### TASK
Could the data below be copied out in full, word for word?

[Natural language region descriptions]
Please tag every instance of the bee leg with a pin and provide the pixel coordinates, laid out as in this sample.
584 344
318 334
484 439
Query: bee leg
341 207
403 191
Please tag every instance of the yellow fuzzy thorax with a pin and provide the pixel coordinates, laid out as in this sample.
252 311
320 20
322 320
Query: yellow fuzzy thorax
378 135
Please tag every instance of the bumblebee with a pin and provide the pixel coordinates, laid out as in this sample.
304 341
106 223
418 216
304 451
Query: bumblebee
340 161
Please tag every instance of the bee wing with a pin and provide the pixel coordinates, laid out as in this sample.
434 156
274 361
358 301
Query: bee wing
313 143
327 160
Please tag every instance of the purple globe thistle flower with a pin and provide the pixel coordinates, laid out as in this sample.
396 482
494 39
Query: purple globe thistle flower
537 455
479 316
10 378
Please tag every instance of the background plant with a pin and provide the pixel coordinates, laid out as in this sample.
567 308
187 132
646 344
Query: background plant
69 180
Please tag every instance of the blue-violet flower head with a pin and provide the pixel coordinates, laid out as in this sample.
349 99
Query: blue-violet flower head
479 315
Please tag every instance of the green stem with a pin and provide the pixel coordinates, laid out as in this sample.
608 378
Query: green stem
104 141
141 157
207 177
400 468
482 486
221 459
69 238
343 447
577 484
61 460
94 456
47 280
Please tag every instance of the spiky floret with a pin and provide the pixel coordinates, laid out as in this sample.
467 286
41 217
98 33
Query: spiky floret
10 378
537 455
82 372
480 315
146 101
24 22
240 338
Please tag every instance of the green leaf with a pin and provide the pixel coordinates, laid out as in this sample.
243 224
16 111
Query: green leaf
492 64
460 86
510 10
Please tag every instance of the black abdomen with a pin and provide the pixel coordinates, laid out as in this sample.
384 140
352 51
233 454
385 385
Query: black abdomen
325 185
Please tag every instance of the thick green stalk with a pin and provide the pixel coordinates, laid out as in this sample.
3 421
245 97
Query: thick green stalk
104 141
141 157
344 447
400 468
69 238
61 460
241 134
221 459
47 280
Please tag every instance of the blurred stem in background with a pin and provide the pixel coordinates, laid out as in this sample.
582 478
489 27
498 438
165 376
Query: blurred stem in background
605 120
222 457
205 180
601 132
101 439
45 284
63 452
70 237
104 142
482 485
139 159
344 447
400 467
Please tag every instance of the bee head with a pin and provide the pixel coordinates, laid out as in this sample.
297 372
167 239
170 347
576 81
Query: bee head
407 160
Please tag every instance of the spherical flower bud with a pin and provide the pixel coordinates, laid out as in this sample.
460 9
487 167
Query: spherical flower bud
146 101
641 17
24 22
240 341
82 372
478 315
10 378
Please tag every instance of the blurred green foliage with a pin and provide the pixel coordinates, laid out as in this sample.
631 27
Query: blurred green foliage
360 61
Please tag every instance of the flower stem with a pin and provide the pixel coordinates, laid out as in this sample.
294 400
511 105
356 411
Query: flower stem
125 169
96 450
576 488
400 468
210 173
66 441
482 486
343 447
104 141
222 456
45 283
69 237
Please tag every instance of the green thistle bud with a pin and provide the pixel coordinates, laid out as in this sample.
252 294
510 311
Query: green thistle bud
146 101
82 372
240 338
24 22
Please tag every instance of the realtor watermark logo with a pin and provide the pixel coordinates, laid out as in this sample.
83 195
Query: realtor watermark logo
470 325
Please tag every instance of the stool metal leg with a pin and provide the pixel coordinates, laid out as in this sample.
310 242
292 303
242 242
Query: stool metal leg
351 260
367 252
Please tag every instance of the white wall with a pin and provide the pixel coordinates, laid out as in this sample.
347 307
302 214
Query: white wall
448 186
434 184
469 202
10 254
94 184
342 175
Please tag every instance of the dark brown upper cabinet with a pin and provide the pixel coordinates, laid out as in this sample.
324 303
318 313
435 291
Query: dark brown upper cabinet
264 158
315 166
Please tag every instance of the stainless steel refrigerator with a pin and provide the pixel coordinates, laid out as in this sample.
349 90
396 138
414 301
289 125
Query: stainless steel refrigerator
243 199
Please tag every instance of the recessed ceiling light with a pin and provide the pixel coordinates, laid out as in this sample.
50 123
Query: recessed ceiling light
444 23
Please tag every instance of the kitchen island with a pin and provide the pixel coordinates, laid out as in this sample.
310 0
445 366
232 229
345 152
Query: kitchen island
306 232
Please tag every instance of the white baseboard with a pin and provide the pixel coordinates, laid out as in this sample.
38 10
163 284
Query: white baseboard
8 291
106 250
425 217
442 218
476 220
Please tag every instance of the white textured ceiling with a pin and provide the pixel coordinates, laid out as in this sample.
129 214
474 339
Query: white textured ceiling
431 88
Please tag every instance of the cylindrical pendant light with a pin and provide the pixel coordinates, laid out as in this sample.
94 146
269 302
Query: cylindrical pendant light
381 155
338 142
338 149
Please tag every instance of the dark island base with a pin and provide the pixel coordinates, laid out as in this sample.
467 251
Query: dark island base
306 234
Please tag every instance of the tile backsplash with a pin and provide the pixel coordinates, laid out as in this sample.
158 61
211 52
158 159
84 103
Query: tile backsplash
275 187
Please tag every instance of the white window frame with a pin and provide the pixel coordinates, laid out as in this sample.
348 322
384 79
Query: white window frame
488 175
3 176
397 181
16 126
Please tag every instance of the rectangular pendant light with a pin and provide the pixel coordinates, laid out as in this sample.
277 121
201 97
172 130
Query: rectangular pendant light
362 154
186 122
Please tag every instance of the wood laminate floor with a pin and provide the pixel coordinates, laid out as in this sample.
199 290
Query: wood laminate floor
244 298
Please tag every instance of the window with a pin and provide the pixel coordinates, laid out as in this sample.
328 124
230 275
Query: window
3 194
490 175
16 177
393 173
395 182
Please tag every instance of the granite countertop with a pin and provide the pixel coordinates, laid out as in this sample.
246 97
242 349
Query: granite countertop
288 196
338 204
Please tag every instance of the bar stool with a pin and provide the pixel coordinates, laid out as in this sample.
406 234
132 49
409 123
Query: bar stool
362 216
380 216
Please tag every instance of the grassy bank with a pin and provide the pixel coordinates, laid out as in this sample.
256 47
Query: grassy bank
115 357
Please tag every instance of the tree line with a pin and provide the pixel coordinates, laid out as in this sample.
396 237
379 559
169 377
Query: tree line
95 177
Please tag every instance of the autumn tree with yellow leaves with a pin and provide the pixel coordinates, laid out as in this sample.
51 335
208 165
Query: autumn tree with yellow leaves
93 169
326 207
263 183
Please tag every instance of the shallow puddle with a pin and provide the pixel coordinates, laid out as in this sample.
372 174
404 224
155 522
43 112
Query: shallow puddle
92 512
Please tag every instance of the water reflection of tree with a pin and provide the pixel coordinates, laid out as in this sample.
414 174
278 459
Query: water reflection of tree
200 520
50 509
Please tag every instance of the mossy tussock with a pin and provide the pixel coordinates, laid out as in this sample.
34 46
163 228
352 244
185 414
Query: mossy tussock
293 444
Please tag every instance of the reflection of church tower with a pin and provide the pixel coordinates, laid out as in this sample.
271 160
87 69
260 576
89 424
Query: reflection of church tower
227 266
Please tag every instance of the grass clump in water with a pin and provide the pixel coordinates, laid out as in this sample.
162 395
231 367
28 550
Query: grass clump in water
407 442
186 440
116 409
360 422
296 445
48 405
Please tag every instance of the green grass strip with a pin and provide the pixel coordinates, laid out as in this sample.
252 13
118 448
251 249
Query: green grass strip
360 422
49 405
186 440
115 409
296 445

### WORKED SOLUTION
Please tag every instance of the bee leg with a pin and provide the pixel coordinates, laid out as in this sample.
584 344
318 334
484 439
Query: bee leg
341 207
403 191
Please tag every instance of the yellow fuzzy thorax with a pin and provide the pixel coordinates, laid out as in this sample.
252 311
320 20
322 320
Query: yellow fuzzy thorax
378 135
Please tag every instance of the bumblebee with a pin and provide the pixel coordinates, laid out as in this sample.
304 341
106 223
418 216
304 451
Query: bumblebee
340 161
Please tag every instance of the bee wing with a pin and provide the pixel coordinates, laid out as in this sample.
434 156
274 361
358 301
Query: bee wing
313 143
327 160
Please tag every instance of the purple globe thistle flower with a pin and provide the pixel coordinates, laid out as in this sample.
396 482
494 39
Query: purple globe thistle flower
537 455
479 316
10 378
Please tag every instance of the background plant with a pin and provide the pixel coordinates, laid out as in this sample.
567 308
187 132
646 344
Query: background plant
69 180
Please tag every instance of the blue-violet flower head with a pin and provide the pixel coordinates, laid out as in this sample.
349 99
Query: blue-violet flower head
479 315
Please tag every instance of the green stem with a pin and provide the pixel coordinates, laid out as in this sample.
608 378
Query: green stem
104 141
141 157
207 177
400 468
482 486
221 459
69 238
343 447
577 484
61 460
94 456
47 280
Please tag every instance of the spiky floret with a pin and provide the pixel coordinates, laid out as in this sample.
467 286
41 217
98 33
Query: spiky floret
10 378
537 455
82 372
480 315
146 101
24 22
240 338
Please tag every instance of the green leaf with a pin and provide the pixel coordinates, laid out as in this sample.
243 224
16 111
Query: green leaf
492 64
460 86
510 10
Please tag every instance of the black abdomen with a pin and provide the pixel coordinates, laid out as in this sample.
384 140
352 51
233 454
385 385
Query: black abdomen
325 185
Please tag every instance of the thick green stalk with a pin and provide the pixel coordinates, laid out as in this sample.
3 421
245 97
Query: thick green stalk
104 141
141 157
344 447
400 468
69 238
61 460
241 134
221 459
47 280
Please tag every instance of the blurred stem in background with a pin and provide the pixel coordinates, laid out as in this sample.
582 478
489 27
498 438
165 376
Query: blurred stem in background
605 120
222 457
205 180
601 132
101 439
45 284
63 452
70 237
104 142
482 485
139 159
344 447
400 467
Please tag every instance of the bee head with a pin and provide the pixel coordinates, laid out as in this sample.
297 372
167 239
170 347
576 81
Query: bee head
407 160
Please tag every instance of the spherical flower bud with a pin and provide the pixel coordinates, laid out as in this sample.
460 9
487 167
Query: spherical flower bud
146 101
641 17
24 22
240 341
82 372
478 315
10 378
Please tag every instance of the blurred green foliage with a pin and provide the pixel coordinates, laid out as in this sample.
631 27
Query: blurred green foliage
360 61
Please tag every instance of the flower stem with a pin and provide the pixel coordinates, laid out as in this sample.
294 400
511 105
356 411
Query: flower stem
125 169
96 450
576 488
400 468
210 173
66 441
482 486
343 447
104 141
222 456
45 283
69 237
Please tag every instance of the green thistle bud with a pin and provide the pixel coordinates, laid out as in this sample.
252 294
510 311
Query: green thistle bud
146 101
82 372
240 338
24 22
Please tag every instance of the realtor watermark logo with a pin and provide the pixel coordinates, laid out as in this sample.
83 195
Query: realtor watermark logo
470 325
Please tag every instance of the stool metal leg with a pin and provide the pixel coordinates, laid out as in this sample.
310 242
292 303
242 242
Query: stool metal leg
351 260
367 252
Please tag every instance of the white wall with a pin and provide the pixel coordinates, laid out as in this sample.
347 307
302 214
Query: white wall
448 186
434 184
469 202
10 254
94 184
342 175
Please tag every instance of the dark brown upper cabinet with a pin and provide the pixel coordinates, laid out as in this sample.
324 303
318 313
435 291
Query: dark brown upper cabinet
264 158
315 166
Please tag every instance of the stainless steel refrigerator with a pin and provide the pixel coordinates, laid out as in this sample.
349 90
396 138
414 301
289 125
Query: stainless steel refrigerator
243 199
Please tag every instance of the recessed ceiling light with a pin and provide the pixel coordinates, laid out as in this sample.
50 123
Query: recessed ceiling light
444 23
Please tag every instance of the kitchen island with a pin and provide the pixel coordinates, laid out as in this sample.
310 0
445 366
232 229
345 152
Query: kitchen island
306 232
Please tag every instance of the white baseboard with a pin and provide the pixel coordinates, laid out as in this sample.
38 10
163 284
Query: white baseboard
8 291
106 250
425 217
442 218
476 220
Please tag every instance of the white textured ceiling with a pin and provide the pixel coordinates, laid out as in this sample.
129 214
474 339
Query: white textured ceiling
431 88
Please tag every instance of the cylindrical pendant light with a pin and provide the pixel coordinates, laid out as in this sample.
94 146
269 302
Query: cylindrical pendant light
381 155
338 142
338 149
Please tag every instance of the dark island base with a pin and provide the pixel coordinates, laid out as in this sample.
467 251
Query: dark island base
306 234
Please tag every instance of the tile backsplash with a pin and provide the pixel coordinates, laid out as in this sample.
158 61
211 52
158 159
84 103
Query: tile backsplash
275 187
Please tag every instance of the white window frame with a pin and provide the pixel coordinates, laid out as in this sample.
348 322
384 79
Query: white window frame
488 175
3 176
397 181
16 126
Please tag every instance of the rectangular pendant light with a pin and provide the pixel coordinates, laid out as in this sample.
277 121
201 97
172 130
Query: rectangular pendant light
362 154
186 122
Please tag every instance of the wood laminate floor with a pin and provide the pixel coordinates, laid out as in this sample.
199 290
Query: wood laminate floor
244 298
Please tag every instance of the window with a pin and provide the pixel coordinates, laid out as in this sample.
328 124
230 275
Query: window
3 194
490 175
16 177
393 173
395 182
Please tag every instance of the granite countertop with a pin and provide the pixel coordinates, laid out as in this sample.
246 97
242 349
Query: granite countertop
288 196
338 204
Please tag every instance of the bar stool with a pin and provide the pixel coordinates, laid out as in this sample.
406 234
132 49
409 123
Query: bar stool
362 216
380 216
Please tag every instance of the grassy bank with a pin and provide the pixel coordinates, laid out as in this sample.
256 47
Query: grassy bank
115 357
Please tag every instance of the tree line with a pin and provide the pixel coordinates, laid out as in this sample.
396 237
379 559
169 377
Query: tree line
95 177
Please tag every instance of the autumn tree with yellow leaves with a pin and provide the pixel coordinates, laid out as in this sample.
51 335
208 165
Query: autumn tree with yellow leaves
93 169
326 207
263 183
Please tag every instance of the shallow puddle with a pin and provide the pixel coordinates, laid out as in this sample.
372 174
404 224
155 522
43 112
Query: shallow puddle
92 512
Please tag every instance of the water reflection of tree with a pin and provide the pixel coordinates, laid out as in this sample.
414 174
278 459
Query: water reflection of tree
200 520
50 509
Please tag every instance of the mossy tussock with a pin and provide the pixel coordinates, laid out as in this sample.
34 46
163 228
352 244
185 414
Query: mossy tussock
293 444
Please tag every instance of the reflection of church tower with a pin and provide the pixel coordinates, laid out as in this sample.
271 160
87 69
260 576
89 424
Query: reflection of church tower
227 266
Please tag every instance of the grass clump in water with a pin and provide the pixel coordinates, laid out as in this sample.
162 395
231 367
28 550
Query: grass clump in water
407 442
186 440
116 409
360 422
296 445
48 405
Please tag every instance of the green grass strip with a pin and provide the pixel coordinates, laid out as in this sample.
252 13
118 448
251 249
Query: green grass strip
360 422
49 405
186 440
115 409
296 445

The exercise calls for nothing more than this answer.